[Data under study]
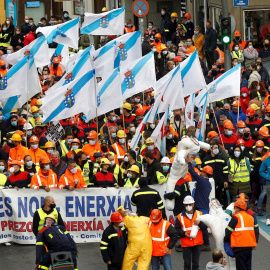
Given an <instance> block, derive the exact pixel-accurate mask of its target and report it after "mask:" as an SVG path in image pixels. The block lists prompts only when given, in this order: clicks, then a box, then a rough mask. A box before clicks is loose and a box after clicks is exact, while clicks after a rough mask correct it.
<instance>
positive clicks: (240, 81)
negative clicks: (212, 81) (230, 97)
mask: <svg viewBox="0 0 270 270" xmlns="http://www.w3.org/2000/svg"><path fill="white" fill-rule="evenodd" d="M240 83H241V65H240V64H238V65H237V66H235V67H233V68H231V69H229V70H228V71H227V72H225V73H224V74H222V75H221V76H220V77H218V78H217V79H215V80H214V81H213V82H211V83H209V84H208V85H207V91H208V93H209V100H210V101H211V102H214V101H218V100H221V99H225V98H229V97H239V96H240Z"/></svg>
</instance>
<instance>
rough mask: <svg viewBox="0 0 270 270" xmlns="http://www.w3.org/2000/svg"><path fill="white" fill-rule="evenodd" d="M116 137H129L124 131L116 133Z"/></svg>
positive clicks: (123, 137)
mask: <svg viewBox="0 0 270 270" xmlns="http://www.w3.org/2000/svg"><path fill="white" fill-rule="evenodd" d="M116 136H117V137H118V138H125V137H127V135H126V133H125V131H124V130H118V131H117V133H116Z"/></svg>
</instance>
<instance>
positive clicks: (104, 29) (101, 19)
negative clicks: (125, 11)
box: [81, 6, 125, 36]
mask: <svg viewBox="0 0 270 270" xmlns="http://www.w3.org/2000/svg"><path fill="white" fill-rule="evenodd" d="M84 15H85V17H84V22H83V24H82V28H81V34H91V35H101V36H102V35H123V33H124V24H125V6H123V7H122V8H118V9H113V10H110V11H107V12H102V13H100V14H94V13H85V14H84Z"/></svg>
[/Data under study]
* [Work required]: Please retype every entry above exactly, leaving out any picture.

* [Exercise answer]:
Given an <instance> block, derive the exact pixel-accurate mask of its target and report it after "mask:" as an SVG path in image pixels. The block lists prompts only when given, in this order: clicks, then a box, then a rough mask. A box before clicks is loose and a box after clicks is exact, while clicks after a rough mask correct it.
<instance>
positive clicks: (240, 81)
negative clicks: (212, 81) (230, 97)
mask: <svg viewBox="0 0 270 270" xmlns="http://www.w3.org/2000/svg"><path fill="white" fill-rule="evenodd" d="M240 83H241V65H240V64H238V65H237V66H235V67H233V68H231V69H229V70H228V71H227V72H225V73H224V74H222V75H221V76H220V77H218V78H217V79H215V80H214V81H213V82H211V83H209V84H208V85H207V91H208V93H209V100H210V101H211V102H214V101H218V100H221V99H225V98H229V97H239V96H240Z"/></svg>
</instance>
<instance>
rough mask: <svg viewBox="0 0 270 270" xmlns="http://www.w3.org/2000/svg"><path fill="white" fill-rule="evenodd" d="M116 137H129L124 131L116 133Z"/></svg>
positive clicks: (123, 137)
mask: <svg viewBox="0 0 270 270" xmlns="http://www.w3.org/2000/svg"><path fill="white" fill-rule="evenodd" d="M116 136H117V137H118V138H125V137H127V135H126V133H125V131H124V130H118V131H117V133H116Z"/></svg>
</instance>
<instance>
positive clicks: (104, 29) (101, 19)
negative clicks: (125, 11)
box: [81, 6, 125, 36]
mask: <svg viewBox="0 0 270 270" xmlns="http://www.w3.org/2000/svg"><path fill="white" fill-rule="evenodd" d="M84 15H85V17H84V22H83V24H82V28H81V34H91V35H101V36H102V35H123V33H124V24H125V6H123V7H122V8H118V9H113V10H110V11H107V12H102V13H100V14H94V13H85V14H84Z"/></svg>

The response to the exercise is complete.